— What is expected —
Copy all of the material below word for word, without changing anything.

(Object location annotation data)
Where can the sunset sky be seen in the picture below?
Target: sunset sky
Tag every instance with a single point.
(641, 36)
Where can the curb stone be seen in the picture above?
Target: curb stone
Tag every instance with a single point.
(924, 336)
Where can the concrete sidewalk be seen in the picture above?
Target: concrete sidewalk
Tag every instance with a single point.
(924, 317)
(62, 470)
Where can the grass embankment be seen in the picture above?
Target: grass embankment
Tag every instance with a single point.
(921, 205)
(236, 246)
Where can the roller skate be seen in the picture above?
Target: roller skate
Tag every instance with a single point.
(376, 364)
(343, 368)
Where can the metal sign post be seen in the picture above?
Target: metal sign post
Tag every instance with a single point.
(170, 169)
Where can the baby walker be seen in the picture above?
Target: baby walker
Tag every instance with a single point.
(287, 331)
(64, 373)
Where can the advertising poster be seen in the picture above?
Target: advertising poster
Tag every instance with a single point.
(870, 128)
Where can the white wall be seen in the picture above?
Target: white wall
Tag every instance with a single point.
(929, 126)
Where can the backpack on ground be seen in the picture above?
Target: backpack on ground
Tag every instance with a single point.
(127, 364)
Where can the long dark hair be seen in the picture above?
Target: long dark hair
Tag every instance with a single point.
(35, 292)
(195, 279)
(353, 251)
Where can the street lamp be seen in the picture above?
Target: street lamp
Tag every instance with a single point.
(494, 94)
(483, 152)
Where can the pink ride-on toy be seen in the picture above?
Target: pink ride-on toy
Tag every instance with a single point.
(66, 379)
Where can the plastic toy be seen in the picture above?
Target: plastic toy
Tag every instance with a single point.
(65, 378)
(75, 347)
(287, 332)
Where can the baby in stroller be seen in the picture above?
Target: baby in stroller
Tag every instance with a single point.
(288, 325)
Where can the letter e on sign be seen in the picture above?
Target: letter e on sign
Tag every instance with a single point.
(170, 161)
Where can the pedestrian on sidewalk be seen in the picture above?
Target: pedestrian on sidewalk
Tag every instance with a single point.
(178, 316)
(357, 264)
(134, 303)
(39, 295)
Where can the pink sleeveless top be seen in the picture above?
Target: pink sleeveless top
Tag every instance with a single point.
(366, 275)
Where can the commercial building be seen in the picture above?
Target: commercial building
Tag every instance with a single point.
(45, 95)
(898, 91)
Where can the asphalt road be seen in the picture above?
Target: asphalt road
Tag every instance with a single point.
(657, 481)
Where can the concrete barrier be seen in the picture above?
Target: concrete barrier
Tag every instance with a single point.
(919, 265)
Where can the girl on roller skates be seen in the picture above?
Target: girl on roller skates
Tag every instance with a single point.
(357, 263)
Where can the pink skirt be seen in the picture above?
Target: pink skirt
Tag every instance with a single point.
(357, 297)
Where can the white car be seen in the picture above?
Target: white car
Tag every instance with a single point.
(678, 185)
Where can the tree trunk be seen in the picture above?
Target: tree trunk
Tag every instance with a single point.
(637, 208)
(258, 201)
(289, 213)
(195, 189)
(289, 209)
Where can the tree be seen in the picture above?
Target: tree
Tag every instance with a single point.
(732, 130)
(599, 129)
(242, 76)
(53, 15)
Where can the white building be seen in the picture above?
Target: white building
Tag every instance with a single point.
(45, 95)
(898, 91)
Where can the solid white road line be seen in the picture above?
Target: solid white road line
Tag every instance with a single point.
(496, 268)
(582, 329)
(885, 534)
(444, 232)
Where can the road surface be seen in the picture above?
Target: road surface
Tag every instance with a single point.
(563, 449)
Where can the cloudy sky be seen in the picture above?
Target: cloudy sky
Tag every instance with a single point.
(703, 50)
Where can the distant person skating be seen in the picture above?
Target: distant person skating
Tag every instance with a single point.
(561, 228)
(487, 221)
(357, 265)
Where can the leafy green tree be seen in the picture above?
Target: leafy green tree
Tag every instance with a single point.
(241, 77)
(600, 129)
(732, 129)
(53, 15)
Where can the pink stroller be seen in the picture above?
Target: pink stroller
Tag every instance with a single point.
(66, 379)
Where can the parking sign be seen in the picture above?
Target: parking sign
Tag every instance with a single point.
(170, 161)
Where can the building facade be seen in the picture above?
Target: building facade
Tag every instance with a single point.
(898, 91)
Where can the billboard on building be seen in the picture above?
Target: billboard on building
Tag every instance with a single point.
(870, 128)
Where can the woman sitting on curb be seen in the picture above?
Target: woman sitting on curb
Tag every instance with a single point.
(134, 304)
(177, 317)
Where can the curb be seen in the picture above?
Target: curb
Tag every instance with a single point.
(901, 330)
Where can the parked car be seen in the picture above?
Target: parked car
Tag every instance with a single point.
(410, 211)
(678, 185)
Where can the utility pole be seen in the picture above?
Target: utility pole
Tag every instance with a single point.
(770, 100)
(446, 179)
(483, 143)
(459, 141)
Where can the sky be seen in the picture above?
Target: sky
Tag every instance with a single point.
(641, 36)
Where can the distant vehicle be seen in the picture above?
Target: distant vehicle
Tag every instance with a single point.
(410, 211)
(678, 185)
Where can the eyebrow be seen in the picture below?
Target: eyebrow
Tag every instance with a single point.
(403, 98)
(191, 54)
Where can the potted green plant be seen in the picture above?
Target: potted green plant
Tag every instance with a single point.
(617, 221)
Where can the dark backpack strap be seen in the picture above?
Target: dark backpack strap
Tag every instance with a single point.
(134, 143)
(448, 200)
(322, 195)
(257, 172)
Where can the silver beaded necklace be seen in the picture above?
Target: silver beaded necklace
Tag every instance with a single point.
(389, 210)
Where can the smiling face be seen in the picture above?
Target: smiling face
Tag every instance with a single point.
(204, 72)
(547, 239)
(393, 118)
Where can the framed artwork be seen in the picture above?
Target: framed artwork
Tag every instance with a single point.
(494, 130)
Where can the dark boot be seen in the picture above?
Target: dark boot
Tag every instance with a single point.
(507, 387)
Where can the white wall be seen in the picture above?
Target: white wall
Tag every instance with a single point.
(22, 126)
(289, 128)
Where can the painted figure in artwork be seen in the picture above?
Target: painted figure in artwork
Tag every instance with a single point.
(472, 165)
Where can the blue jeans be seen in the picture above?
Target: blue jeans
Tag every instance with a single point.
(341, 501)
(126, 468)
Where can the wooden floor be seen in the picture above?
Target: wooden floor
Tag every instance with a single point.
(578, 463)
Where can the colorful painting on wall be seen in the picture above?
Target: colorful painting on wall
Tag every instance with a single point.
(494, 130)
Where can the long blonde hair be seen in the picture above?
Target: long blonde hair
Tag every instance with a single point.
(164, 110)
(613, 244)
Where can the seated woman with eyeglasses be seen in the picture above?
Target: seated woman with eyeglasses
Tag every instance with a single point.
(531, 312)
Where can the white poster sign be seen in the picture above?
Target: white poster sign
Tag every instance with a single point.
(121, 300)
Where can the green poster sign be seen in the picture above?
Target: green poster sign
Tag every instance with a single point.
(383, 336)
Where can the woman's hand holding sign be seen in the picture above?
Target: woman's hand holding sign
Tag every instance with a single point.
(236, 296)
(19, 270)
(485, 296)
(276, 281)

— Problem solution —
Where can the sunset sky be seen in the picture below?
Target: sunset sky
Tag every instance with a single point.
(641, 36)
Where can the curb stone be seen in the picture above?
Target: curb stone
Tag every instance with a single point.
(924, 336)
Where can the concrete sidewalk be seen in the picture above?
Target: concrete sidewalk
Tag every instance with a single point.
(924, 317)
(62, 470)
Where can the grass embankment be seen in the picture above?
Target: grass embankment
Tag every instance with a single point.
(921, 205)
(236, 246)
Where can the roller skate be seen in the picture above?
Target: roller skate
Tag every instance with a single point.
(376, 364)
(343, 368)
Where can the metal sign post be seen in the picture above?
Target: metal sign post
Tag every instance with a single point.
(170, 169)
Where can the baby walker be seen in the picture above?
Target: baby walker
Tag every instance with a single point.
(287, 331)
(64, 373)
Where can the advertising poster be seen in the picture above?
Target: advertising poster
Tag every instance with a single point.
(870, 128)
Where can the white wall be seen in the picture above?
Target: white wall
Tag every instance with a single point.
(929, 126)
Where can the backpack on ground be seen in the picture above?
Target: backpack on ground
Tag every instance with a single point.
(127, 364)
Where can the long dark hair be seen in the picture above?
Target: long dark hair
Tag every instance with a single point.
(35, 292)
(195, 279)
(353, 251)
Where can the street lamp be seen in the picture above?
Target: street lamp
Tag every instance with a single point.
(494, 94)
(483, 152)
Where can the pink ride-on toy be seen in the picture above?
Target: pink ride-on toy
Tag every instance with a single point.
(66, 379)
Where can the plastic toy be seen in the picture above?
Target: plastic toy
Tag every instance with a single point.
(65, 378)
(75, 347)
(287, 332)
Where can the baby in stroller be seen in the picture above?
Target: baby in stroller
Tag every instance with a single point.
(288, 325)
Where can the letter e on sign be seen in the picture above?
Target: letter e on sign
Tag every instance with a single point.
(170, 161)
Where can the pedestrian on sidewalk be seen in the picture above?
Target: pedestrian on sidewalk
Tag every instance with a single point.
(178, 316)
(357, 264)
(134, 303)
(39, 295)
Where can the pink sleeveless top be seen in the picture above?
Target: pink sleeveless top
Tag every instance with a single point.
(366, 275)
Where can the commercial building be seen in the picture above?
Target: commercial building
Tag every instance with a single point.
(45, 95)
(898, 91)
Where can the asphalt road be seen in the picture above?
Target: asphalt road
Tag every instance with a single point.
(657, 481)
Where can the concrete barrier be seen in the picture above?
Target: concrete barrier
Tag every instance with a single point.
(919, 265)
Where can the girl on roller skates be seen in the picture above?
Target: girl on roller skates
Tag every instance with a single point.
(357, 263)
Where can the pink skirt be seen in the picture above?
Target: pink skirt
Tag every instance with a single point.
(357, 297)
Where can the white car be seen in the picture above?
Target: white car
Tag every instance with a single point.
(678, 185)
Where can the tree trunk be seen in the picture above?
Target: tree trunk
Tag every instance with a single point.
(637, 208)
(258, 201)
(289, 213)
(195, 189)
(289, 209)
Where can the tree be seen in the picture above?
Target: tree
Tag every instance with a single point.
(732, 130)
(599, 129)
(242, 76)
(53, 15)
Where can the white building be seen in the picture above?
Target: white building
Tag every instance with a single point.
(45, 95)
(898, 91)
Where can the solid white road line be seen in the picture above?
Target: solid white road line
Tag every instance with a single point.
(496, 268)
(582, 329)
(885, 534)
(444, 232)
Where can the road surface be seen in the picture above?
Target: road surface
Tag every instance with a single point.
(563, 449)
Where can the cloudy sky be seen in the picture above?
Target: cloudy sky
Tag every instance with a single point.
(703, 50)
Where can the distant person skating be seen in the picture above?
Target: distant person skating
Tag every instance with a single point.
(561, 228)
(487, 221)
(357, 265)
Where can the leafy green tree be seen in the picture above?
Target: leafy green tree
Tag every instance with a single point.
(241, 77)
(600, 129)
(732, 129)
(53, 15)
Where can the pink stroller be seen in the picture above?
Target: pink stroller
Tag every instance with a single point.
(66, 379)
Where can the parking sign be seen in the picture above?
Target: parking sign
Tag every instance with a single point.
(170, 161)
Where can the building facade be seen in the picture above?
Target: building facade
Tag every instance with a single point.
(898, 91)
Where can the billboard on building be seen in the picture above?
Target: billboard on building
Tag every instance with a single point.
(870, 128)
Where can the woman sitting on curb be seen in the picture above?
Target: woman sitting on curb
Tag every instance with a single point.
(134, 304)
(177, 317)
Where can the curb be seen in the picture above?
Target: curb
Tag every instance with a single point.
(901, 330)
Where can the parked car be seen in the picture above?
Target: parked car
Tag every instance with a single point.
(410, 211)
(678, 185)
Where can the utility pole be seen in the picture above?
Target: utility pole
Tag every instance with a single point.
(770, 100)
(446, 179)
(483, 143)
(459, 141)
Where can the sky be seen in the picture above?
Target: sky
Tag every instance with a single point.
(641, 36)
Where can the distant vehicle be seen in the picture above?
Target: distant vehicle
Tag every instance with a single point.
(410, 211)
(678, 185)
Where can the eyebrow be seen in the picture below?
Target: eyebrow
Tag every instance with a single point.
(403, 98)
(191, 54)
Where can the potted green plant be seen in the picture above?
Target: potted green plant
Tag every instance with a single point.
(617, 221)
Where can the dark backpack strap be seen in the picture above?
Target: dark backpack strap
Tag every instance with a single point.
(134, 143)
(448, 200)
(322, 195)
(257, 172)
Where can the silver beaded necklace be seen in the picture above?
Target: silver beaded necklace
Tag every instance with a single point.
(389, 210)
Where can the smiling face be seen in the picture above?
Target: smiling face
Tag every instance with a single point.
(204, 72)
(547, 239)
(393, 118)
Where can the framed artwork be seen in the picture above?
Target: framed artwork
Tag every instance with a single point.
(494, 130)
Where can the dark boot be seen in the picture above?
Target: dark boot
Tag every instance with a single point.
(507, 387)
Where can the white wall be seen in the picture above?
Target: white wall
Tag every instance with a single point.
(22, 126)
(289, 128)
Where can the painted figure in artwork be seen in the picture above?
Target: painted figure in artwork
Tag every instance with a single point.
(472, 165)
Where can the blue jeans be seen in the picture above?
Target: blue jeans
Tag every instance with a single point.
(341, 501)
(126, 468)
Where can the wooden floor be seen in the picture above?
Target: wooden floor
Tag every instance with a single point.
(578, 463)
Where can the colorful painting on wall be seen in the picture above?
Target: colorful painting on wall
Tag every instance with a single point.
(494, 130)
Where can the long blonde hair be seen in the picture above?
Target: long blonde hair
Tag every instance with a single point.
(164, 110)
(613, 244)
Where can the seated woman with eyeglasses be seen in the picture above?
Target: seated woman with eyeglasses
Tag every instance with a single point.
(531, 312)
Where can the white poster sign be seen in the picture above?
Target: white poster sign
Tag every instance with a single point.
(121, 300)
Where can the green poster sign be seen in the picture above?
Target: green poster sign
Tag every instance with a single point.
(383, 336)
Where can the woman's hand holding sign be seen in the picture above?
Target: woman's hand holding sign
Tag every instance with a single point.
(236, 296)
(19, 270)
(485, 296)
(276, 281)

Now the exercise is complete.